=== Requests ===
1. Can you return the part of the Alpha Flight review starting with "Alpha Flight: Fear" and going on through "the Omega Flight."?
2. How would you render this sentence from the Alpha Flight review in Spanish: "Seriously, I sort of stopped counting with the Omega Flight."

=== Excerpt to read ===
┌──
Alpha Flight: Fear Itself #1 (Marvel, $3.99)
By Devon Sanders
Alpha Flight is back! Again. For the… Geez, I don’t even know? What is this the fifth or sixth time? Seriously, I sort of stopped counting with the Omega Flight.
See, the point I’m trying to make is that Alpha Flight’s sort of become the Moon Knight of the Marvel Universe. (Huh. That’s funny.) Alpha Flight, like Moon Knight, seems to be one of those concepts that a writer read when he was a kid and said, “I want to be a writer so I can write Moon Knight someday.” Then, he writes it, realizes that even Alpha’s creator John Byrne only had so much to say and moved on. And then, the next editor or writer who remembered how much he loved it as a kid comes along and the “All-new, all different” Alpha Flight process begins anew usually with them killing an original Alphan or bringing in a new member so that the writer can leave his mark on the title he loved so much as a kid.
└──
Records from a collection
┌──
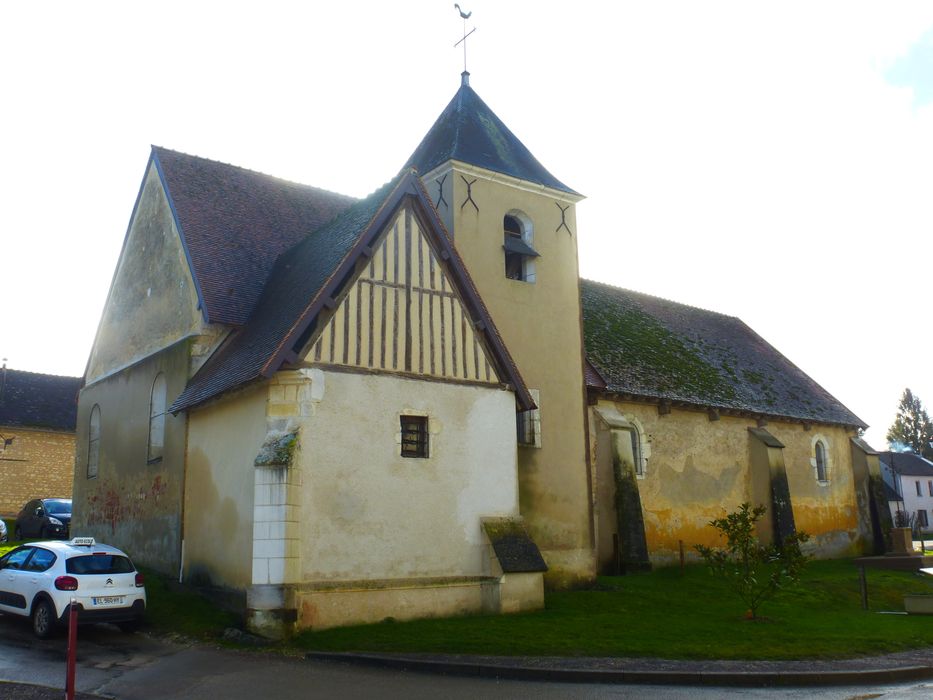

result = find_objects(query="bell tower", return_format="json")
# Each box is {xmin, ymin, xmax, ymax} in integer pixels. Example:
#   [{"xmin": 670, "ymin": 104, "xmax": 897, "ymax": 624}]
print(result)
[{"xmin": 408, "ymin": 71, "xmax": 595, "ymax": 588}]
└──
┌──
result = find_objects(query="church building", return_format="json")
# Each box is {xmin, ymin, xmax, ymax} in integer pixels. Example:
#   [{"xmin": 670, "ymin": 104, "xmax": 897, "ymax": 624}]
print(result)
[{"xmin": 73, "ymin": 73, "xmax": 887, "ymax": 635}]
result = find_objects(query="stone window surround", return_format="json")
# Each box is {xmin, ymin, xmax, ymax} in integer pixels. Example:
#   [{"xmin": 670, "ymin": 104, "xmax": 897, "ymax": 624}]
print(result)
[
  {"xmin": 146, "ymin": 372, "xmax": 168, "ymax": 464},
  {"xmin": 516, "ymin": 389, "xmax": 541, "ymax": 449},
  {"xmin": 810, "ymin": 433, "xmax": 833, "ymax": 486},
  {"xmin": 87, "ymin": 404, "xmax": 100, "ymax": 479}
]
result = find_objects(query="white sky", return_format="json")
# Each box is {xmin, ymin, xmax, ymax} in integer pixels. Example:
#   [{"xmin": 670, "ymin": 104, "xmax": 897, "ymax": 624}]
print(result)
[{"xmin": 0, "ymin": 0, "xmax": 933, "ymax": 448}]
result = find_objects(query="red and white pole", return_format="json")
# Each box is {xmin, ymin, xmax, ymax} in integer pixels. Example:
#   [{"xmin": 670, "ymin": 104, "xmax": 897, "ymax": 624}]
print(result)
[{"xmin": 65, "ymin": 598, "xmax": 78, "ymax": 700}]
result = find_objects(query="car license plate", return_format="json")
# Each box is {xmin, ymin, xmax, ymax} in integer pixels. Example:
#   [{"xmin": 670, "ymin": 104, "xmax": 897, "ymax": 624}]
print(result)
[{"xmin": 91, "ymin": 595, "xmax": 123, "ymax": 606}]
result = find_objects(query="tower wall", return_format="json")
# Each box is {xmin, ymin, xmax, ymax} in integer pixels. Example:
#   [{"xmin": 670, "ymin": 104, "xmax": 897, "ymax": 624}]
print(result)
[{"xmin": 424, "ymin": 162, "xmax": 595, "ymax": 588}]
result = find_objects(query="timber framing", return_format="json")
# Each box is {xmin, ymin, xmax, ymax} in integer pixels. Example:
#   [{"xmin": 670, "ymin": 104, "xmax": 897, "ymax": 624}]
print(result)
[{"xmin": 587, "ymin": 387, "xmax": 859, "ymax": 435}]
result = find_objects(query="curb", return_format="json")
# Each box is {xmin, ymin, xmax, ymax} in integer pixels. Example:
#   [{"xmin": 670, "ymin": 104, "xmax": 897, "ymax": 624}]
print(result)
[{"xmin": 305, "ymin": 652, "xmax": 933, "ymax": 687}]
└──
=== Results of the tasks ===
1.
Alpha Flight: Fear Itself #1 (Marvel, $3.99)
By Devon Sanders
Alpha Flight is back! Again. For the… Geez, I don’t even know? What is this the fifth or sixth time? Seriously, I sort of stopped counting with the Omega Flight.

2. En serio, más o menos dejé de contar con Omega Flight.